> _EXERCISE TASKS_
[a] Return the stretch of the FPGA Tucker decomposition summary from "This paper introduces" through "and GPU implementations.", copied word for word.
[b] Carry the summary of the FPGA Tucker decomposition paper further, picking up after its final line.

> _SELECTED EXCERPT_

# Tucker Tensor Decomposition on FPGA

**Authors:** Kaiqi Zhang, Xiyuan Zhang, Zheng Zhang

arXiv: 1907.01522 · 2019-07-05

## TL;DR

This paper introduces a FPGA-based hardware accelerator for Tucker tensor decomposition, optimizing key modules and demonstrating significant speedups over CPU and GPU implementations on real and synthetic data.

## Contribution

It presents a novel FPGA implementation of Tucker decomposition modules, including a warm-start SVD algorithm, for resource-constrained hardware acceleration.

## Key findings

- Achieved 2.16 to 30.2x speedup over CPU and GPU implementations.
- Validated the design using synthetic and real MRI data sets.
- Demonstrated effective hardware optimization for tensor computations on FPGA.

> _Coordinate labeling data_
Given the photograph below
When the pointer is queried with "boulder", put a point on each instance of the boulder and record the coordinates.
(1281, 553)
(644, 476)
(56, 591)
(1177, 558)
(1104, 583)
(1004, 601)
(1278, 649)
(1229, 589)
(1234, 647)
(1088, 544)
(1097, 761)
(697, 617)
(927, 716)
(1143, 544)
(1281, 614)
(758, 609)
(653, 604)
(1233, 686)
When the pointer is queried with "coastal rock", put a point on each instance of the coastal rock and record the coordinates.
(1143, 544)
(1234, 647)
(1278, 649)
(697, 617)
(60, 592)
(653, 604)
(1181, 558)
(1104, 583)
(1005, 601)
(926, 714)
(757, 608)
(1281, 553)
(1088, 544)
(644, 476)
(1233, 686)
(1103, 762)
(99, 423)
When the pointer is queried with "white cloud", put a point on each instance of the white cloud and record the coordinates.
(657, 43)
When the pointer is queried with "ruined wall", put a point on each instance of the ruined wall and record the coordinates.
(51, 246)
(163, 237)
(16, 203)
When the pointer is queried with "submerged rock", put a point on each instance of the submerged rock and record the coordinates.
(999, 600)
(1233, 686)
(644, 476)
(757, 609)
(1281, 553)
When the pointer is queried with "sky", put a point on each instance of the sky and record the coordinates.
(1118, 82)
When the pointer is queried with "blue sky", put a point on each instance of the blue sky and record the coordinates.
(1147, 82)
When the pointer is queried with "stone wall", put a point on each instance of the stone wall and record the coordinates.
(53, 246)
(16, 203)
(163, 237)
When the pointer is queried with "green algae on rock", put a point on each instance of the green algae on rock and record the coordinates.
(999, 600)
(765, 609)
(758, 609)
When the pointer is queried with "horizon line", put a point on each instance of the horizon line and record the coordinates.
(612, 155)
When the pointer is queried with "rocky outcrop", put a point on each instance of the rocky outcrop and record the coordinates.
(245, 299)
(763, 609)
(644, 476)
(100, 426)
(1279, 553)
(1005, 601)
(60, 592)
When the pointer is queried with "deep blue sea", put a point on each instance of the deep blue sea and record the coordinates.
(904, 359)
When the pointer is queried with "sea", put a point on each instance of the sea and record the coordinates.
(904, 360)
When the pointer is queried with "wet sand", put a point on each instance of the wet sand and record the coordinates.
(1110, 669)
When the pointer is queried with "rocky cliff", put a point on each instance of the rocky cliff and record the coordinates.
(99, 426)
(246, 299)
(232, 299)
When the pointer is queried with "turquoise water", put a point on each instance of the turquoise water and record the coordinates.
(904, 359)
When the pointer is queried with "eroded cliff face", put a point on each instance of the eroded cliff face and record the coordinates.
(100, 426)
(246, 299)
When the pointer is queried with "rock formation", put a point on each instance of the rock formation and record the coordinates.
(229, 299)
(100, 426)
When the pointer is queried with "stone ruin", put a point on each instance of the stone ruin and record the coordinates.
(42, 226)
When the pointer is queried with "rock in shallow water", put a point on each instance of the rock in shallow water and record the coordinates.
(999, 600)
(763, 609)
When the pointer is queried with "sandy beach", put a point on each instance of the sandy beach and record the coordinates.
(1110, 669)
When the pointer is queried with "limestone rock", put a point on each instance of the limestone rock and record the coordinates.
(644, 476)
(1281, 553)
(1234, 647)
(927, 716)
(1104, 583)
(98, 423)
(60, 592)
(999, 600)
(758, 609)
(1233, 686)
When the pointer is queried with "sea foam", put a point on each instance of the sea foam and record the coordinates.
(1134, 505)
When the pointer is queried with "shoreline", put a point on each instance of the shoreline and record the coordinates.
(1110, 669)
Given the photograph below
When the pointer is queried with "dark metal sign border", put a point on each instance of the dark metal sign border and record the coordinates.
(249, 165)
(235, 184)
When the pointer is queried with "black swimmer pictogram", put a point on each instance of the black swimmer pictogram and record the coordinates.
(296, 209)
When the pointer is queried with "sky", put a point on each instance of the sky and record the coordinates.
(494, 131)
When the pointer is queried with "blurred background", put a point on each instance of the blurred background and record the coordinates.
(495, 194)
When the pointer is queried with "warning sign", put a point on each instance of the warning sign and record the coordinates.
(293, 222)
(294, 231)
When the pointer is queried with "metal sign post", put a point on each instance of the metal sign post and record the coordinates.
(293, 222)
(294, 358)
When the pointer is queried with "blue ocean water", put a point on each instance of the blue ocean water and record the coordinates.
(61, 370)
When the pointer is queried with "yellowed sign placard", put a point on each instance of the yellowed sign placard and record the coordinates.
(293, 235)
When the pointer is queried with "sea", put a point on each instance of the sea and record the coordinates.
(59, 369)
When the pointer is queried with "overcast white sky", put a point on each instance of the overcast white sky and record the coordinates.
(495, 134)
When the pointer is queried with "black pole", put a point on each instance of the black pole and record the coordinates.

> _OUTPUTS FOR THE TASKS_
[a]
This paper introduces a FPGA-based hardware accelerator for Tucker tensor decomposition, optimizing key modules and demonstrating significant speedups over CPU and GPU implementations on real and synthetic data.

## Contribution

It presents a novel FPGA implementation of Tucker decomposition modules, including a warm-start SVD algorithm, for resource-constrained hardware acceleration.

## Key findings

- Achieved 2.16 to 30.2x speedup over CPU and GPU implementations.

[b]
## Abstract

Tensor computation has emerged as a powerful mathematical tool for solving high-dimensional and/or extreme-scale problems in science and engineering. The last decade has witnessed tremendous advancement of tensor computation and its applications in machine learning and big data. However, its hardware optimization on resource-constrained devices remains an (almost) unexplored field. This paper presents an hardware accelerator for a classical tensor computation framework, Tucker decomposition. We study three modules of this architecture: tensor-times-matrix (TTM), matrix singular value decomposition (SVD), and tensor permutation, and implemented them on Xilinx FPGA for prototyping. In order to further reduce the computing time, a warm-start algorithm for the Jacobi iterations in SVD is proposed. A fixed-point simulator is used to evaluate the performance of our design. Some synthetic data sets and a real MRI data set are used to validate the design and evaluate its performance. We compare our work with state-of-the-art software toolboxes running on both CPU and GPU, and our work shows 2.16 - 30.2x speedup on the cardiac MRI data set.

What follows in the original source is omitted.